- Data taken from a collection:
┌────────
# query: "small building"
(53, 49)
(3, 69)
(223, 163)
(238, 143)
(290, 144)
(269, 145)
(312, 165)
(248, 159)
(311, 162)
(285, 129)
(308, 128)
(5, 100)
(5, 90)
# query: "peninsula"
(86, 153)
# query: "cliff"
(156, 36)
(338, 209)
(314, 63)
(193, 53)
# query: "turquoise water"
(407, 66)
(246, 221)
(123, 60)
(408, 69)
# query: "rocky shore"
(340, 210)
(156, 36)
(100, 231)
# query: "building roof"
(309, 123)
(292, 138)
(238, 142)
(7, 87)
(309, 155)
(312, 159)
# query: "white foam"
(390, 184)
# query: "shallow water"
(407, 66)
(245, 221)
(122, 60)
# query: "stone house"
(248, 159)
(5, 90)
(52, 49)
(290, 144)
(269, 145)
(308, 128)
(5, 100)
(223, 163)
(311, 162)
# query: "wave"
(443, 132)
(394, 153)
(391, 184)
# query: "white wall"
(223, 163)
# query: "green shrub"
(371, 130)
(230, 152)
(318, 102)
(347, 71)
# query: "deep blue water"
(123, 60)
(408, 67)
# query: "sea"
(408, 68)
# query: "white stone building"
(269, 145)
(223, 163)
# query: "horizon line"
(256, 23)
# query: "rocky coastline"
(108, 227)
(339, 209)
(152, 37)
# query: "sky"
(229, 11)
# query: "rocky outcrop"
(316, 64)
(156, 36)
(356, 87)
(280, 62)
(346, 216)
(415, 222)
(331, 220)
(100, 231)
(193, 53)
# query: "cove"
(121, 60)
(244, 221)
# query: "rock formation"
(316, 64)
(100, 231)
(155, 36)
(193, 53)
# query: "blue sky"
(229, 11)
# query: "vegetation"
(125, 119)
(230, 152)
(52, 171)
└────────
- Exercise instructions:
Copy out the whole listing above line for line, without any changes.

- The solution:
# query: "small building"
(53, 49)
(3, 69)
(223, 163)
(238, 143)
(290, 144)
(269, 145)
(312, 165)
(248, 159)
(311, 162)
(285, 129)
(308, 128)
(5, 100)
(5, 90)
# query: "peninsula"
(86, 153)
# query: "cliff"
(156, 36)
(338, 209)
(314, 63)
(193, 53)
# query: "turquoise water"
(407, 66)
(246, 221)
(123, 60)
(408, 69)
# query: "rocky shore"
(340, 210)
(156, 36)
(100, 231)
# query: "building roof"
(309, 123)
(292, 138)
(238, 142)
(7, 87)
(309, 155)
(312, 159)
# query: "white foam"
(390, 184)
# query: "shallow water"
(407, 66)
(245, 221)
(122, 60)
# query: "stone house"
(248, 159)
(5, 90)
(52, 49)
(290, 144)
(269, 145)
(308, 128)
(5, 100)
(223, 163)
(311, 162)
# query: "wave"
(443, 132)
(394, 153)
(391, 184)
# query: "white wall"
(223, 163)
# query: "green shrub"
(371, 130)
(230, 152)
(318, 102)
(347, 71)
# query: "deep blue water"
(123, 60)
(408, 67)
# query: "sea"
(408, 68)
# query: "white stone building"
(269, 145)
(223, 163)
# query: "horizon line"
(256, 23)
# query: "rocky coastline"
(108, 227)
(339, 209)
(152, 37)
# query: "sky"
(229, 11)
# query: "rocky outcrop"
(316, 64)
(156, 36)
(356, 87)
(280, 62)
(346, 216)
(415, 222)
(331, 220)
(100, 231)
(193, 53)
# query: "cove"
(121, 60)
(244, 221)
# query: "rock formation"
(316, 64)
(100, 231)
(155, 36)
(193, 53)
# query: "blue sky"
(229, 11)
# query: "vegetation"
(125, 119)
(230, 152)
(52, 171)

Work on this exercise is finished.